• _Brano scelto_
----
Storicamente le pedine di un regime, e talvolta anche le teste a capo dei reparti, brillano per solerzia ma non per ingegno, questo è uno dei casi che conferma la precedente enunciazione, perché se vai nella sede della Philips, distruggi le copie ma te ne freghi bellamente dei master, ti esibisci in tutta la tua corrusca cialtroneria. 

Or dunque, seppure Apesar de Você fosse stata ritirata dal mercato, si era diffusa a macchia d’olio diventando l’inno di un popolo soppresso. Chico ha dribblato abilmente le critiche del governo in merito al você spiegando come non fosse una critica al governo, bensì a “una donna molto prepotente, decisamente autoritaria”. 

Durante il regime l’arguzia e la capacità di piegarsi, e non spezzarsi, ha consentito a molti artisti di aggirare abilmente il giogo dittatoriale, riuscendo ad imporsi come fiaccola di speranza per chi non disponeva più strumenti per credere nella libertà. È un inno che trova sempre voce, nella ciclicità dei momenti bui (come nella recente elezione di Jair Bolsonaro), ogni brasiliano si ricorderà di cantare: 

Tu che hai inventato questo stato 
e ti sei inventato di inventare 
tutta questa oscurità.
----
• _Record forniti_
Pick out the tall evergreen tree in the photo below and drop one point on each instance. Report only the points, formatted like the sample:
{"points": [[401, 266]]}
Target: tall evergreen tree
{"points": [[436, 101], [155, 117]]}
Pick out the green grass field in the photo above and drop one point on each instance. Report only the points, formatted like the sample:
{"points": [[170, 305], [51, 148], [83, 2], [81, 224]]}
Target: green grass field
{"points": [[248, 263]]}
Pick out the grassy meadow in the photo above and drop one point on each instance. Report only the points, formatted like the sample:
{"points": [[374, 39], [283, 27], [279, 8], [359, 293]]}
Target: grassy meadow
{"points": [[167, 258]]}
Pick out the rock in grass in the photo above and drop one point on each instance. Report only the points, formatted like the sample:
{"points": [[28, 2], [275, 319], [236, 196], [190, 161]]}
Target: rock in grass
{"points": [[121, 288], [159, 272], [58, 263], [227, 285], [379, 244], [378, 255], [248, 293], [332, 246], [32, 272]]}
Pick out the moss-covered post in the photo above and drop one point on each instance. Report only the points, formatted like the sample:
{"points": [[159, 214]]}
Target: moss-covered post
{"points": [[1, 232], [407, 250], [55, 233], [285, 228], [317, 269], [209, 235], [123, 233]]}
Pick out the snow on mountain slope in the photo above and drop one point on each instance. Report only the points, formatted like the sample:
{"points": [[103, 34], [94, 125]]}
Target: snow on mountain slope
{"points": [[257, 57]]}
----
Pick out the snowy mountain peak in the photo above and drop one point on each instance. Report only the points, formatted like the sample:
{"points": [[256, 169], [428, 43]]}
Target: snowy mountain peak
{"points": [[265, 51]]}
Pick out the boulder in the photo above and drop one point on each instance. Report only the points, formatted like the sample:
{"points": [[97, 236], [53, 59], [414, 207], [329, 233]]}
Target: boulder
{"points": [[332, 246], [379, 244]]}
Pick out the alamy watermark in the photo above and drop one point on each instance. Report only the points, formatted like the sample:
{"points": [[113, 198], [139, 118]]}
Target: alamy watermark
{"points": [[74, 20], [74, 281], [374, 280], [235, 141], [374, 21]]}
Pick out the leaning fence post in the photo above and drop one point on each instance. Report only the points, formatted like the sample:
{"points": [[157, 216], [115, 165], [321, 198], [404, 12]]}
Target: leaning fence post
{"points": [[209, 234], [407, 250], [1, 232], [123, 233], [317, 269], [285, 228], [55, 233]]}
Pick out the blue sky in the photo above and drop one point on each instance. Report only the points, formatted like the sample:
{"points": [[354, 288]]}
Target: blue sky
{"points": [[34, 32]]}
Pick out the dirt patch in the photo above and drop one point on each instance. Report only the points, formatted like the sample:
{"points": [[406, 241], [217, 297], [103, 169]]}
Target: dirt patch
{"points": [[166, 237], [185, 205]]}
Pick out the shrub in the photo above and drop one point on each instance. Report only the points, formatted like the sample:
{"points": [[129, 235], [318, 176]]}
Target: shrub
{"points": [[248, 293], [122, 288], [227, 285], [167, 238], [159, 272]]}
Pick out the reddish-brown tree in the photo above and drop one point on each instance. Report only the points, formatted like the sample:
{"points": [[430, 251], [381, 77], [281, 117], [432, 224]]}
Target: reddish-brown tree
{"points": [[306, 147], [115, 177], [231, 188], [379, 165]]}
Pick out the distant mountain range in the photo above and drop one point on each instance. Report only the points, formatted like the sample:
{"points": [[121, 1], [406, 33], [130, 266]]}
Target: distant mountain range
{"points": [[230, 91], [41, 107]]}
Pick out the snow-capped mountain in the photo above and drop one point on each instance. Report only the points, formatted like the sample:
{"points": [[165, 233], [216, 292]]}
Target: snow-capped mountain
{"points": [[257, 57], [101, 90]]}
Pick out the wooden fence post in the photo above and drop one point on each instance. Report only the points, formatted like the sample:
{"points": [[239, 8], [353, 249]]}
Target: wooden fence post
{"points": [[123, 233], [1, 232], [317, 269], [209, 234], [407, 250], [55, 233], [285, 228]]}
----
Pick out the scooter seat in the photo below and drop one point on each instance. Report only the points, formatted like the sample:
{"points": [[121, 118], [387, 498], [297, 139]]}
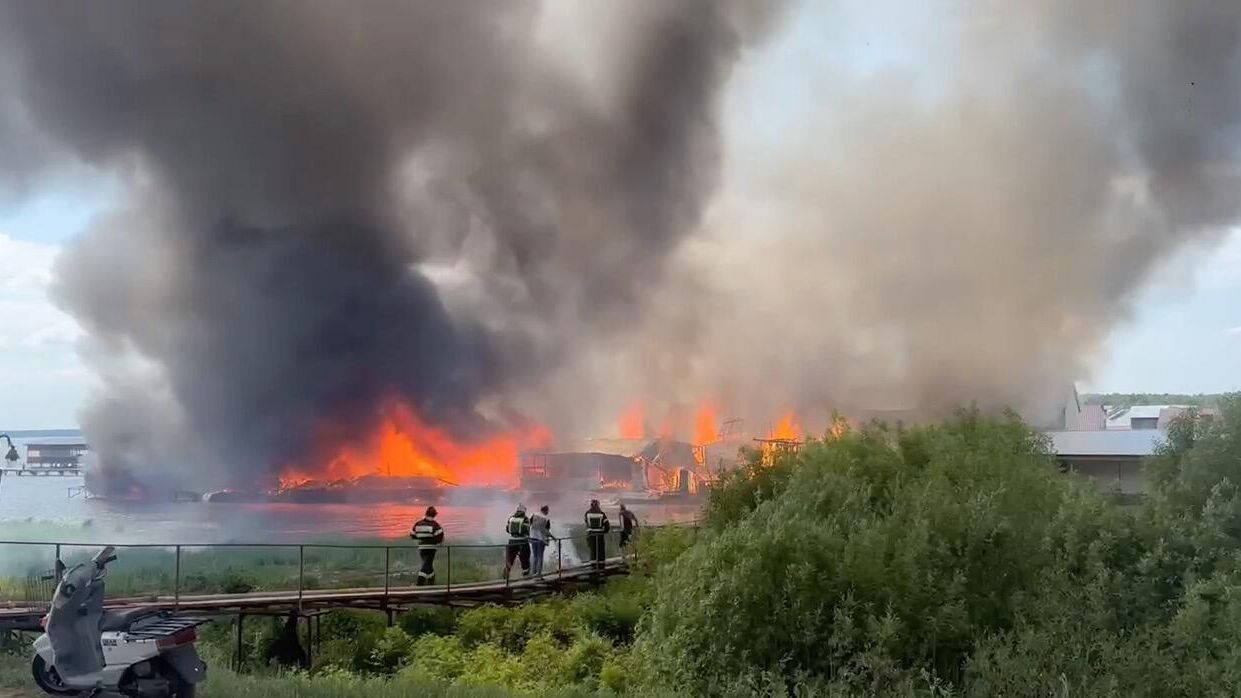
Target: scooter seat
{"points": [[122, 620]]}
----
• _Consegne_
#1 Secondo il brano, perché l'episodio della sede della Philips conferma che le pedine di un regime brillano per solerzia ma non per ingegno? Rispondi in una-tre frasi.
#2 Elenca tutte le righe dei record che contengono la parola "seat", distinguendo tra maiuscole e minuscole.

• _Risposte alle consegne_
#1 Perché chi andò nella sede della Philips distrusse le copie ma se ne infischiò dei master. Così diede prova di zelo, ma anche di tutta la sua cialtroneria.

#2
Pick out the scooter seat in the photo below and drop one point on each instance. Report only the points, formatted like the sample:
Target: scooter seat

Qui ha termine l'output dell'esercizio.